- Objectif:
Pouvez-vous recopier mot pour mot le passage de l'article sur Shailene Woodley qui va de « Lorsque j’ai su » à « National Security Agency. » ?

- Extrait présenté:
::::::

Lorsque j’ai su qu’ils faisaient ce film, j’ai supplié mes agents de m’avoir un entretien avec Oliver », dit Shailene Woodley, remplissant sa tasse de thé assise dans un bar branché de SoHo à New York. Oliver n’est autre qu’Oliver Stone, le réalisateur trois fois oscarisé qui sort bientôt Snowden, dans lequel Shailene joue, relatant l’histoire d’Edward Snowden, le lanceur d’alerte de la CIA qui a divulgué des milliers de documents de la National Security Agency.

Travailler avec Oliver Stone est une étape importante pour la star de la saga Divergente et The Descendants, cassant son image de jeune ado pour incarner Lindsay Mills, la petite amie de Joseph Gordon-Levitt’s Snowden. Non pas que Shailene dénigre ces rôles, au contraire ; l’actrice a commencé à quatre ans et peut compter sur des fans loyaux – il a d’ailleurs fallu se frayer un chemin entre ces derniers et leurs iPhones pour accéder au bar. À tout juste 24 ans, elle est ce qu’on appelle une actrice bankable, chose qui importait peu à Stone. « Il ne pensait pas à moi pour Lindsay, dit-elle. Je ne pense pas même qu’il m’ait vue dans quoique ce soit. » Comment a-t-elle donc fini à l’affiche du film ? En lui écrivant une lettre. Et ça a marché. « Je voulais tellement le rencontrer et lui dire qu’en tant que jeune adulte je tenais à le remercier de faire un film qui allait changer ma vie, et celle des autres femmes, lance-t-elle. Et le remercier pourle faire maintenant, parce que sans lui ça aurait pris dix ans. »

::::::

(Une série d'enregistrements)

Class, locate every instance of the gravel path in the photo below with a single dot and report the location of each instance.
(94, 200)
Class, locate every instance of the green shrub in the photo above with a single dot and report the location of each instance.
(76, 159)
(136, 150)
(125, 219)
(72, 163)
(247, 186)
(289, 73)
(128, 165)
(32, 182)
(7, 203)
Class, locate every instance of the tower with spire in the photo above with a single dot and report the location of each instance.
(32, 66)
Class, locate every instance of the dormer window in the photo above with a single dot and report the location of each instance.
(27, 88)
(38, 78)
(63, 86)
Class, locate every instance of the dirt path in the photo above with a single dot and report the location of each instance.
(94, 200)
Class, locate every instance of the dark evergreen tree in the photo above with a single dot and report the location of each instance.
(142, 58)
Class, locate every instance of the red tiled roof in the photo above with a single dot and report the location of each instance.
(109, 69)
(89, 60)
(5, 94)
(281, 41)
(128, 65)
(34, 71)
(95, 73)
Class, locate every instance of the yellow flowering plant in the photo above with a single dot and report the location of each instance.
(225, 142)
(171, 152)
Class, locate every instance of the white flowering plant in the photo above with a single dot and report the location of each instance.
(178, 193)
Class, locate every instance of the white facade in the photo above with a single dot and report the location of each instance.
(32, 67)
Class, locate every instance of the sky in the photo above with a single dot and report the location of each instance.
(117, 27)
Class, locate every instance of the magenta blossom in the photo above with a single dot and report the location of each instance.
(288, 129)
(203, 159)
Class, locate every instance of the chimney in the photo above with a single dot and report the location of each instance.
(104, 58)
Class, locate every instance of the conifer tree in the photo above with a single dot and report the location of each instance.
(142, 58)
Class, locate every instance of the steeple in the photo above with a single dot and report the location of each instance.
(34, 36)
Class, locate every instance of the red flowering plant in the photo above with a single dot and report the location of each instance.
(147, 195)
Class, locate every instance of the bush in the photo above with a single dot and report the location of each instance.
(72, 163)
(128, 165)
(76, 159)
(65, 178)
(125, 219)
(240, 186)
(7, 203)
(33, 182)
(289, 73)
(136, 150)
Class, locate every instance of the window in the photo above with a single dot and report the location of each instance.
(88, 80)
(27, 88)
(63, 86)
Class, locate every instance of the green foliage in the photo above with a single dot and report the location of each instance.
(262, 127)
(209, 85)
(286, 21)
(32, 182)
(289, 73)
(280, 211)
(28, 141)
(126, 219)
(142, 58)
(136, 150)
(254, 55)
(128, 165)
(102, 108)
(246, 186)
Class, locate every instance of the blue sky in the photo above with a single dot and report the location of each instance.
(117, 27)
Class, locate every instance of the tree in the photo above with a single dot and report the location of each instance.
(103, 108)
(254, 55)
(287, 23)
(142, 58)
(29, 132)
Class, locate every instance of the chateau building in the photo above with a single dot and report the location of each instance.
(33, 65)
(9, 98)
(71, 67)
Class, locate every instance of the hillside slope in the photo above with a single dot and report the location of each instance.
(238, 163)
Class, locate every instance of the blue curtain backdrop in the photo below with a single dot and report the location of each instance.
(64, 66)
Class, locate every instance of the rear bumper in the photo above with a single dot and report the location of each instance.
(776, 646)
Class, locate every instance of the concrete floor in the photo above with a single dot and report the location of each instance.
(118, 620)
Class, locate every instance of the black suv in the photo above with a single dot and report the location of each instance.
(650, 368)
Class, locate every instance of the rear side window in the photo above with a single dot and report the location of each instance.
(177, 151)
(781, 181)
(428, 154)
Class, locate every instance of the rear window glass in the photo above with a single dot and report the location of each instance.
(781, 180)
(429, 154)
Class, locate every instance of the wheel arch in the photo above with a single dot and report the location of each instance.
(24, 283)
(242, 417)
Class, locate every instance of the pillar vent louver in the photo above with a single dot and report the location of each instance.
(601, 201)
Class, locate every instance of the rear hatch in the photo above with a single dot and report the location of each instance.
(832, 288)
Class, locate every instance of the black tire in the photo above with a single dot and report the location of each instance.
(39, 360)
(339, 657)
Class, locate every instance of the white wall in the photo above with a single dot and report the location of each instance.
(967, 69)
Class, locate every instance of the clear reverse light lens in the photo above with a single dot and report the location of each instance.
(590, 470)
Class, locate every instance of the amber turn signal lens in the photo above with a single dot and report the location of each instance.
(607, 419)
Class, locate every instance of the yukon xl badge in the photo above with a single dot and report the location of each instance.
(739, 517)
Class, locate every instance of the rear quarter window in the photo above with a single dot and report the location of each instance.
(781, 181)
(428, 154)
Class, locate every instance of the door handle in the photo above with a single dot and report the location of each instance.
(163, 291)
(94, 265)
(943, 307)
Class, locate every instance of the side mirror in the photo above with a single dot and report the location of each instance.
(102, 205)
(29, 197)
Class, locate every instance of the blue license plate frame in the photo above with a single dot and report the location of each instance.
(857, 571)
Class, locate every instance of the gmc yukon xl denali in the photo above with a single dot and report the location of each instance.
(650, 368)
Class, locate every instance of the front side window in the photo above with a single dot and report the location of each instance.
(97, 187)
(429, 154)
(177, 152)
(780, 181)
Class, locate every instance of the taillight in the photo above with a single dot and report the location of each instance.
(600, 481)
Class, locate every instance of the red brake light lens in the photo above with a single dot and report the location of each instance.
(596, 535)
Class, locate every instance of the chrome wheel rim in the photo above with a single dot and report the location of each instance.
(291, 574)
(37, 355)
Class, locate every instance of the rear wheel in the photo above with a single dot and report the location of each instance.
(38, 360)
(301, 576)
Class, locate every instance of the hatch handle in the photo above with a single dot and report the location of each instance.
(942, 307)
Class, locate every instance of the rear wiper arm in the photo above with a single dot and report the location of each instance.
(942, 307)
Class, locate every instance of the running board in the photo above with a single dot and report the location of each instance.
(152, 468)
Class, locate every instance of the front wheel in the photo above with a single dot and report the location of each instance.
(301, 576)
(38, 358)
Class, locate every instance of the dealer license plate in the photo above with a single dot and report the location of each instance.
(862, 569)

::::::

- Solution du problème:
Lorsque j’ai su qu’ils faisaient ce film, j’ai supplié mes agents de m’avoir un entretien avec Oliver », dit Shailene Woodley, remplissant sa tasse de thé assise dans un bar branché de SoHo à New York. Oliver n’est autre qu’Oliver Stone, le réalisateur trois fois oscarisé qui sort bientôt Snowden, dans lequel Shailene joue, relatant l’histoire d’Edward Snowden, le lanceur d’alerte de la CIA qui a divulgué des milliers de documents de la National Security Agency.